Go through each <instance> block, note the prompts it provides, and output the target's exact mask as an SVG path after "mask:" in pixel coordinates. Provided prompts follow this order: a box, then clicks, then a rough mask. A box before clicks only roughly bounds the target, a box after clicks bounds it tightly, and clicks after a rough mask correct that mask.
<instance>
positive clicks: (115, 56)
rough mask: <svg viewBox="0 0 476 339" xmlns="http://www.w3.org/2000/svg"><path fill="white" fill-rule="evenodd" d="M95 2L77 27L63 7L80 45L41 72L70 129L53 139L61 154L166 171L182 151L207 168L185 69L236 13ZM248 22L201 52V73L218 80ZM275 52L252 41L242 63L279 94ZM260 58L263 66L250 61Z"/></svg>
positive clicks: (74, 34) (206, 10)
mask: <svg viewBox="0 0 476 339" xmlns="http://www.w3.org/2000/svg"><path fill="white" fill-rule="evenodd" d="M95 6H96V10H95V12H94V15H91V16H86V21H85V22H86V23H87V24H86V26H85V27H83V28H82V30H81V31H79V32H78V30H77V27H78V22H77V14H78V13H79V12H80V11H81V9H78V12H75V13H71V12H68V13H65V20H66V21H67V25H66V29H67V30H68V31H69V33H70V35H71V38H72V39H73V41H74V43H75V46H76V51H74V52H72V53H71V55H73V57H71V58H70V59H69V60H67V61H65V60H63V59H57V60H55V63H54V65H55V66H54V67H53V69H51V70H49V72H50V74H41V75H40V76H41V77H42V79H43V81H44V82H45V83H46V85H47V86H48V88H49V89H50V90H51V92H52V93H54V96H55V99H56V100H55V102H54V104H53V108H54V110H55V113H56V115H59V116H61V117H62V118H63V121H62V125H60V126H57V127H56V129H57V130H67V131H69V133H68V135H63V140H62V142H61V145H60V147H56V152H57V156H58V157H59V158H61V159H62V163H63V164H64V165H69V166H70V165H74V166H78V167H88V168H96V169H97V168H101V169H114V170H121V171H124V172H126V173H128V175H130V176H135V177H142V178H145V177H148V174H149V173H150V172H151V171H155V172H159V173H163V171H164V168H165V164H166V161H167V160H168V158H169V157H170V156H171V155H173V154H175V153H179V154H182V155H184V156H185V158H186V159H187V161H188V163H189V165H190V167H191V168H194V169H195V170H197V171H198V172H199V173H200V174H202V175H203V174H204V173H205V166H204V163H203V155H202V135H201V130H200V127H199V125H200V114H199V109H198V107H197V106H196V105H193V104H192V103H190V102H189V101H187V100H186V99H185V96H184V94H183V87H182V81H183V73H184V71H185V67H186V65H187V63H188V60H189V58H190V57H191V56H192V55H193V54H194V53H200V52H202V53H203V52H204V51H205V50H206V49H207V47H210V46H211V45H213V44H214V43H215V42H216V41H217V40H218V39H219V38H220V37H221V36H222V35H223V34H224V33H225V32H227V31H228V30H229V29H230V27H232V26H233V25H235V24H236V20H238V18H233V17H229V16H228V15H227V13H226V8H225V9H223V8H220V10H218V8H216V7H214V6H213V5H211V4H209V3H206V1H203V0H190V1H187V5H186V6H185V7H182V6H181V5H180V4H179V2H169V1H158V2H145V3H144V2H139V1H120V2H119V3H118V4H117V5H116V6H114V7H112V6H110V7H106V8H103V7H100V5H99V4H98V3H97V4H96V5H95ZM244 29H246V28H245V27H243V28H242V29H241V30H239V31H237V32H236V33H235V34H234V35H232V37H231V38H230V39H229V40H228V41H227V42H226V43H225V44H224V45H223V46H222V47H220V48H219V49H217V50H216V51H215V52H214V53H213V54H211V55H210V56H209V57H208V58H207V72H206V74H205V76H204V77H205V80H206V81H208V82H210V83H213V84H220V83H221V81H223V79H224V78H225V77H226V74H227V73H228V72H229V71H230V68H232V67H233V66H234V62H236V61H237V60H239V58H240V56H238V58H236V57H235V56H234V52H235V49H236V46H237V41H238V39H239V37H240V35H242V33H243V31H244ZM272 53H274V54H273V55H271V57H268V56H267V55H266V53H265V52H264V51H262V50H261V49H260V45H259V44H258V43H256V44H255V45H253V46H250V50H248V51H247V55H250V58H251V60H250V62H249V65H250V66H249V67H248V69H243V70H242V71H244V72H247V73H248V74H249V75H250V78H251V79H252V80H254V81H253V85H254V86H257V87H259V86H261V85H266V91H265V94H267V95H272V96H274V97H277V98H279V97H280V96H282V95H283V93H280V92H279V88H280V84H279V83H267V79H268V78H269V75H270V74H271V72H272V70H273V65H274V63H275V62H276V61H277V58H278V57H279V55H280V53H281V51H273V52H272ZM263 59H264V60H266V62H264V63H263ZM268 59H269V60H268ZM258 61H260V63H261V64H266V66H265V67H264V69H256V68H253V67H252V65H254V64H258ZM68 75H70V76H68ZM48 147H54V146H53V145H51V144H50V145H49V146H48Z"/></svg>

● **What you have to do**
Could you work out how many lines in the material contain "instance"? Reply with only that number.

● **Result**
2